▶ **What the task requires**:
Starting at the line that contains "Where can you see the white car?", transcribe every remaining line of the entries exactly, including the last one.

Named object pointing entries
========================
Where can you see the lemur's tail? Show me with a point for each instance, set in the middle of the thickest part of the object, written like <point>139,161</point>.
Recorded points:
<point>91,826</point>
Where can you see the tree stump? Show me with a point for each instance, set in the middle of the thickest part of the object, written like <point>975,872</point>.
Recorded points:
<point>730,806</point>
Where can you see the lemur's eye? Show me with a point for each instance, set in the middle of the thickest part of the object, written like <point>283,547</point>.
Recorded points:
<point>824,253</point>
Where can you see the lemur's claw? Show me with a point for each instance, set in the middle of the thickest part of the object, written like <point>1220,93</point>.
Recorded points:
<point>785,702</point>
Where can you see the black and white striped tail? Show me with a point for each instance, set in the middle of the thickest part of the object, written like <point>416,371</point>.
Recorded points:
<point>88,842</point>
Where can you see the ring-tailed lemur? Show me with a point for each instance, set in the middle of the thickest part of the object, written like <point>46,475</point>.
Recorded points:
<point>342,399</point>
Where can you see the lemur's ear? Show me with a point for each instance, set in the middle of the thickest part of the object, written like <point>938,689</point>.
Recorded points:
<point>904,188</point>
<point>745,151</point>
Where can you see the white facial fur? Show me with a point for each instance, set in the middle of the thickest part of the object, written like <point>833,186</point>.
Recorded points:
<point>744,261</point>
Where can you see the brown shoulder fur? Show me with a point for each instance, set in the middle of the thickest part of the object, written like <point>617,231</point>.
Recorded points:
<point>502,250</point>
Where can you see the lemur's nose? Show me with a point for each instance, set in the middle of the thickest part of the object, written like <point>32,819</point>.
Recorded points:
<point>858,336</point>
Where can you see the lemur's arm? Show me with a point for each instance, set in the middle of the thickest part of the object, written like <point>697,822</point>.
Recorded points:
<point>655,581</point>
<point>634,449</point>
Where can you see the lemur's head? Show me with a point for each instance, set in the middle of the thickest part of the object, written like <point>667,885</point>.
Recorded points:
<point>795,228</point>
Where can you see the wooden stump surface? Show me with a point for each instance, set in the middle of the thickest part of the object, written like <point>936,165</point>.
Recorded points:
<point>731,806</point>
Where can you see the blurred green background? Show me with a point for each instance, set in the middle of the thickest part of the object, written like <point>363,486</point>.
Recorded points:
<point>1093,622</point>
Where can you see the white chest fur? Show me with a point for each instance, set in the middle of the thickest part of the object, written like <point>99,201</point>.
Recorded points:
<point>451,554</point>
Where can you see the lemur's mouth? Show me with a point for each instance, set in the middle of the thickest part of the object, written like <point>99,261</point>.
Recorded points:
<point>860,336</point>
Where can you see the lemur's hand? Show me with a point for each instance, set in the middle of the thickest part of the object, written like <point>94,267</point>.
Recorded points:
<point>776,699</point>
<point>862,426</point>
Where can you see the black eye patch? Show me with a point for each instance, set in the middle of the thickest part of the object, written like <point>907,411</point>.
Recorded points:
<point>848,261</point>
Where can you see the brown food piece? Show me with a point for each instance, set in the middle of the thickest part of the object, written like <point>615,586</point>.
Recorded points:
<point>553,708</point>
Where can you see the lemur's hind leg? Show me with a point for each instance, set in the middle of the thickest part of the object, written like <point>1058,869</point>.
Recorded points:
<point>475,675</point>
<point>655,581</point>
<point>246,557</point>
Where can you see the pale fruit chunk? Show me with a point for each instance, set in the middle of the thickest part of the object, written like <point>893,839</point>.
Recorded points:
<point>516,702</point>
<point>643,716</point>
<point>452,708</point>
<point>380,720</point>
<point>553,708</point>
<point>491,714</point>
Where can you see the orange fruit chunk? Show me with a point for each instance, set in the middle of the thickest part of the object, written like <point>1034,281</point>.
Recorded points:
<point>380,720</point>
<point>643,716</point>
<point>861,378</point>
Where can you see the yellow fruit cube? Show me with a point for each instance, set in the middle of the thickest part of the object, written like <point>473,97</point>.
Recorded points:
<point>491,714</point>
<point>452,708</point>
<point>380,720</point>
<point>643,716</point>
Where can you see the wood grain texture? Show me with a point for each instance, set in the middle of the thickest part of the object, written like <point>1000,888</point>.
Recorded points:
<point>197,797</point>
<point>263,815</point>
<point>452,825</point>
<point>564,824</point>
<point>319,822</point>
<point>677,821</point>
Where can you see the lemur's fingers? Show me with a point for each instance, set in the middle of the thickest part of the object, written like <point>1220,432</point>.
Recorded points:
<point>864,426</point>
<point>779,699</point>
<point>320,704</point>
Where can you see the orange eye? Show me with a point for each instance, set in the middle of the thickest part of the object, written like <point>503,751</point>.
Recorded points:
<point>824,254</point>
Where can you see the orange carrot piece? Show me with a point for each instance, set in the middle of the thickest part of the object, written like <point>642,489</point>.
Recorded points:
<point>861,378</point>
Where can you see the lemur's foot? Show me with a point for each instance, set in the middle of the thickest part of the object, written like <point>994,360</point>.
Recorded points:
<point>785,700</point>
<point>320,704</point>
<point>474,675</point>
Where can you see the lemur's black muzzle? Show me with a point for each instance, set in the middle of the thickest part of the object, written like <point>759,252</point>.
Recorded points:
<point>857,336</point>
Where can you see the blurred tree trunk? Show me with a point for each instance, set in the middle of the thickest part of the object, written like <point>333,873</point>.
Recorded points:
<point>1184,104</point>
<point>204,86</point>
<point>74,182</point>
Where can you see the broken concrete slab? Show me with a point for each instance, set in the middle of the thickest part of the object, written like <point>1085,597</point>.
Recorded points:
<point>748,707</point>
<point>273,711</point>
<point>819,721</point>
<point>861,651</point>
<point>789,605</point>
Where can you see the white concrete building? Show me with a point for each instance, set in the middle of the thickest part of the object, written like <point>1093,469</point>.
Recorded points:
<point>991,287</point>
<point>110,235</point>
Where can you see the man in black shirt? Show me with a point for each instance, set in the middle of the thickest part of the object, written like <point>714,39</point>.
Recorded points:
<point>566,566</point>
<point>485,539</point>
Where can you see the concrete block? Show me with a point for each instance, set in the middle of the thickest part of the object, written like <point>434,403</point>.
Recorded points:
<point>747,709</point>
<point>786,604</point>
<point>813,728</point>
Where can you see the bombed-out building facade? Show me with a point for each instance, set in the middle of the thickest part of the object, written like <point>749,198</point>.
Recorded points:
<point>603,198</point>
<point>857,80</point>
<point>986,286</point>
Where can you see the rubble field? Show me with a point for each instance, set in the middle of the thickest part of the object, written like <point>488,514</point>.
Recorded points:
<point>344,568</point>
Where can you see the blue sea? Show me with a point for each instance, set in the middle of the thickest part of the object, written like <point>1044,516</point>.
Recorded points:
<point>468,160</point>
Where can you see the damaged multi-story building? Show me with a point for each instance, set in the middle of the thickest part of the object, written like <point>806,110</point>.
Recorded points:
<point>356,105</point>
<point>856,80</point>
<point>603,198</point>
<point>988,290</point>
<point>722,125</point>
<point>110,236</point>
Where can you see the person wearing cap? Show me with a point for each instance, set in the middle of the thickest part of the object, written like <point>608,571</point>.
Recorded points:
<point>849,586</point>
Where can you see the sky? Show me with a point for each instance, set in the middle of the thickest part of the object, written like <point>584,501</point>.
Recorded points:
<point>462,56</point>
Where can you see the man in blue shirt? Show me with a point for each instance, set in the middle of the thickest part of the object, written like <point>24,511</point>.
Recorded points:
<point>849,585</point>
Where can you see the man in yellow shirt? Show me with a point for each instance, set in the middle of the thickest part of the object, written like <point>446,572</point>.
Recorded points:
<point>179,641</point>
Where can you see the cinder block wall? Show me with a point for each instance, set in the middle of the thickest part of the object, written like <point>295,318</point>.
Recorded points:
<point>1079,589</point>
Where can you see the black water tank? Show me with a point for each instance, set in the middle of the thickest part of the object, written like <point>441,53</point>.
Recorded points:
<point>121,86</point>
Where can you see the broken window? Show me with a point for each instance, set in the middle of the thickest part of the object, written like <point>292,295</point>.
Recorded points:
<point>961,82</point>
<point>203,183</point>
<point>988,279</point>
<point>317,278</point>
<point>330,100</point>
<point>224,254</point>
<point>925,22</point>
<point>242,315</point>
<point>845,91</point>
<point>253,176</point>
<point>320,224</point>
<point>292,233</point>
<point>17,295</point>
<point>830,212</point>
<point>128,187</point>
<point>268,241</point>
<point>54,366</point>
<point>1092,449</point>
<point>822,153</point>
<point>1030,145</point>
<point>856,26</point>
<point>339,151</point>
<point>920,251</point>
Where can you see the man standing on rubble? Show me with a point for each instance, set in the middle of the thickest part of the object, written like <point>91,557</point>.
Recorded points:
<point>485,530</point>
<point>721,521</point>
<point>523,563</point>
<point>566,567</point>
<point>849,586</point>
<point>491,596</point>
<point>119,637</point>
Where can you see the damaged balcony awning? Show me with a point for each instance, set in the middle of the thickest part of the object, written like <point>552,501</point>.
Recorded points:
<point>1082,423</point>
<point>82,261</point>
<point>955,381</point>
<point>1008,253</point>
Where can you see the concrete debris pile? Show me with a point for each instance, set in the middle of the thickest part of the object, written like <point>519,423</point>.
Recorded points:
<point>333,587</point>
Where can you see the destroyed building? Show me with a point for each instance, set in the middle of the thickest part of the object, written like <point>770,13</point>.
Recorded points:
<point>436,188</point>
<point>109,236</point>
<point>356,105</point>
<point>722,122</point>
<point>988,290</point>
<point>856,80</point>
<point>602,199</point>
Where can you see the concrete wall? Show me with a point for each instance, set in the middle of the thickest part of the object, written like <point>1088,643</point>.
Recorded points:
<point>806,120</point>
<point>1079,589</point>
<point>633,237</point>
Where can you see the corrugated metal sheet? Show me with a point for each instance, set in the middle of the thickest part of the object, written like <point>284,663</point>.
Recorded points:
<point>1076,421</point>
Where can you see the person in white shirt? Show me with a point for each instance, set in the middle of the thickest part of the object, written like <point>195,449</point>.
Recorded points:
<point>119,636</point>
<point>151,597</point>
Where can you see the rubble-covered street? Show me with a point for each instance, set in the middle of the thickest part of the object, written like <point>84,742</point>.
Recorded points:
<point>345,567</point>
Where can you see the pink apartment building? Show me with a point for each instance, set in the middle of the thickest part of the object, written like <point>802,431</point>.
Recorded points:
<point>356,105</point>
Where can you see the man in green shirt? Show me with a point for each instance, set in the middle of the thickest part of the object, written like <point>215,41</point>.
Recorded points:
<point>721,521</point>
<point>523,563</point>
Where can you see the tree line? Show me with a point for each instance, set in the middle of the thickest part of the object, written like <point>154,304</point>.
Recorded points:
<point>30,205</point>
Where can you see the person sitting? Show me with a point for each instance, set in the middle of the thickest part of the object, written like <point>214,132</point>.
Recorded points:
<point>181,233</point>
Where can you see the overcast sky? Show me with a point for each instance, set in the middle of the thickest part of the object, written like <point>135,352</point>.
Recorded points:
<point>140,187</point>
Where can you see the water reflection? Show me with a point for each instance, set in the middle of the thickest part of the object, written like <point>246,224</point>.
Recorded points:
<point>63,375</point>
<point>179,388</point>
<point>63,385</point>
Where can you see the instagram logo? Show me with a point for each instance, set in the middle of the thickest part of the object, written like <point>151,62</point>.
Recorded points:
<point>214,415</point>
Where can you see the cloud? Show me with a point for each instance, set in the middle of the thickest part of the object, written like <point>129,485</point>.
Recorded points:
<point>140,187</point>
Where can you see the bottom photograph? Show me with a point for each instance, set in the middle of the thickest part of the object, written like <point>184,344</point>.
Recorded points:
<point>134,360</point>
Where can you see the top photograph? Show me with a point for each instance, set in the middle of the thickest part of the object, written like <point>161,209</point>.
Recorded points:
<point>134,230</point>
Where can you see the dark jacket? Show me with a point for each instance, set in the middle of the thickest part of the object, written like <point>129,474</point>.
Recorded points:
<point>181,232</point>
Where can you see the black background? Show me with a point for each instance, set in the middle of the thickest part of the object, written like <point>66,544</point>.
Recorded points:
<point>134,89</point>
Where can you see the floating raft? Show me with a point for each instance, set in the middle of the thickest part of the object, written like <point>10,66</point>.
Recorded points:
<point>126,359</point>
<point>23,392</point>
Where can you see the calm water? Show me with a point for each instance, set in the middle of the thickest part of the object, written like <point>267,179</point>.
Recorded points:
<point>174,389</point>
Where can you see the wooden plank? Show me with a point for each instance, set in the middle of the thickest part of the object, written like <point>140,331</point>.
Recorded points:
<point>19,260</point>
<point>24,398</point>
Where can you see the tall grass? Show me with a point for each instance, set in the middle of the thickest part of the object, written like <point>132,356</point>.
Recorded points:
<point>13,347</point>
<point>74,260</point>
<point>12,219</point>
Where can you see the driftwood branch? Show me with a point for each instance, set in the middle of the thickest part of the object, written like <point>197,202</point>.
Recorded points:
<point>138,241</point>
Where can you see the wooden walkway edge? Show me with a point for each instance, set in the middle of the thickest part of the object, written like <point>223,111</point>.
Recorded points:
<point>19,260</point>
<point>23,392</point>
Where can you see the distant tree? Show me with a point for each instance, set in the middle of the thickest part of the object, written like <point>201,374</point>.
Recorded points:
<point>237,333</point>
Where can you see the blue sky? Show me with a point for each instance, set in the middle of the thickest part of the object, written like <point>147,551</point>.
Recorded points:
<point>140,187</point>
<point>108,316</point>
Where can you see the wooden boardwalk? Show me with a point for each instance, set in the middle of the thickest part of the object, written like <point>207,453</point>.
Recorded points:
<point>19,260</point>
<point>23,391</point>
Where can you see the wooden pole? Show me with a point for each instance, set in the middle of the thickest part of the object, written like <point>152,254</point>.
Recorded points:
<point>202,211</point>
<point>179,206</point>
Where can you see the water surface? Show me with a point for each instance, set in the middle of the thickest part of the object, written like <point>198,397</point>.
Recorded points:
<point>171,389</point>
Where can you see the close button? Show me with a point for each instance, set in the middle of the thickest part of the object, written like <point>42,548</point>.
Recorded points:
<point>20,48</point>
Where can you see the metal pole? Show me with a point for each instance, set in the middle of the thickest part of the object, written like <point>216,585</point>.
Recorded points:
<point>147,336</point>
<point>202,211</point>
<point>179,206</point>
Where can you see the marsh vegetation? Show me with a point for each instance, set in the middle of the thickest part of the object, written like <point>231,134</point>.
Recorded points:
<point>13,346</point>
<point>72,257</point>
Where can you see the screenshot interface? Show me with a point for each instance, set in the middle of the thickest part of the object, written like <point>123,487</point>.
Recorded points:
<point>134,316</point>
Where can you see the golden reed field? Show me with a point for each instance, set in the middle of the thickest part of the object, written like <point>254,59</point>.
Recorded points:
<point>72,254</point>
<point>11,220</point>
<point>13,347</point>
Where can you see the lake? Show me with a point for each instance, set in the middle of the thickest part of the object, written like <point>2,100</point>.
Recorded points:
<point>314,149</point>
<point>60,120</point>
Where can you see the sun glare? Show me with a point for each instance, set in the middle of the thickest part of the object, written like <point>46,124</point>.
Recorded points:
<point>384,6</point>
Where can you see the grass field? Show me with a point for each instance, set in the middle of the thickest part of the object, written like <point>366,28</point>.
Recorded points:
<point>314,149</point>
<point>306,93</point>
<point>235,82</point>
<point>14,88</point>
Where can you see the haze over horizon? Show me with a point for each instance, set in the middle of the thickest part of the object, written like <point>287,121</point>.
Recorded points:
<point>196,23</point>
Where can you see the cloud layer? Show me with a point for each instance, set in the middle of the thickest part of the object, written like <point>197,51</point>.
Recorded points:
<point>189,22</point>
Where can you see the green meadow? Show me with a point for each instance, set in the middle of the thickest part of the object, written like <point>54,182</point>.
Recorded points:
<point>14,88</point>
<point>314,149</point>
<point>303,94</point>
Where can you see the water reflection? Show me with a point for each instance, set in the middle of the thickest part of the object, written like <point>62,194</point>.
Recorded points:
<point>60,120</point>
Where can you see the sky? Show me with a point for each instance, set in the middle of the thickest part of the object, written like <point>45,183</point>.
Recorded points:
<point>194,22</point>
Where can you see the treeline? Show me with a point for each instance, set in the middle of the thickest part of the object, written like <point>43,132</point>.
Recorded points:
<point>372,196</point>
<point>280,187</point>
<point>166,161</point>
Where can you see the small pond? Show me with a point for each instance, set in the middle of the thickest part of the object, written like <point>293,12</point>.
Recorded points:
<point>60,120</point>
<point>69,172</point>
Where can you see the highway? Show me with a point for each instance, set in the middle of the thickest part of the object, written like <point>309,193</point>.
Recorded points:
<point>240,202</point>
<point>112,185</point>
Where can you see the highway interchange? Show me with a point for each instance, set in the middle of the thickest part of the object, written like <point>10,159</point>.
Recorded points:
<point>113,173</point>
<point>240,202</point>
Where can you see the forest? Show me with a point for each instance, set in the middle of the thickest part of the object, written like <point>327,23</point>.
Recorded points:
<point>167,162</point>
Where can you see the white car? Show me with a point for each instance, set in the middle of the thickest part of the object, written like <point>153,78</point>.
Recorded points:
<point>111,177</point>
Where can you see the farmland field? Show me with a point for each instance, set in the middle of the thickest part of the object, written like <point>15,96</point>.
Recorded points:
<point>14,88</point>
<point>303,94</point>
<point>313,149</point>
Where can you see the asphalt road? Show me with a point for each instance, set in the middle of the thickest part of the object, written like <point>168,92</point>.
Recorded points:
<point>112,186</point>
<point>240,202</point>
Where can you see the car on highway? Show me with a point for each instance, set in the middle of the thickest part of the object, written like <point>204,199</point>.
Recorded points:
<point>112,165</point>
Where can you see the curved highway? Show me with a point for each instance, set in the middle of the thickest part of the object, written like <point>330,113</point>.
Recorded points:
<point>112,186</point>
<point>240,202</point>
========================
▶ **The response**:
Where can you see the white car? Show me with a point for each instance, set in the middle of the thickest part of the object, written like <point>153,78</point>.
Recorded points:
<point>111,177</point>
Where can you see the farmland field? Show me with a point for each instance, set in the middle of the thickest part of the object, written like <point>15,96</point>.
Recorded points:
<point>14,88</point>
<point>303,94</point>
<point>313,149</point>
Where can you see the asphalt road? Show me with a point for each instance, set in the middle of the thickest part of the object, written like <point>168,92</point>.
Recorded points:
<point>112,186</point>
<point>240,202</point>
Where can you see the car on highway? Show me with a point for each instance, set in the middle of the thickest part of the object, written like <point>204,199</point>.
Recorded points:
<point>112,165</point>
Where can you see the curved highway? Show me with a point for each instance, set in the middle of the thickest part of the object, written like <point>330,113</point>.
Recorded points:
<point>112,186</point>
<point>240,202</point>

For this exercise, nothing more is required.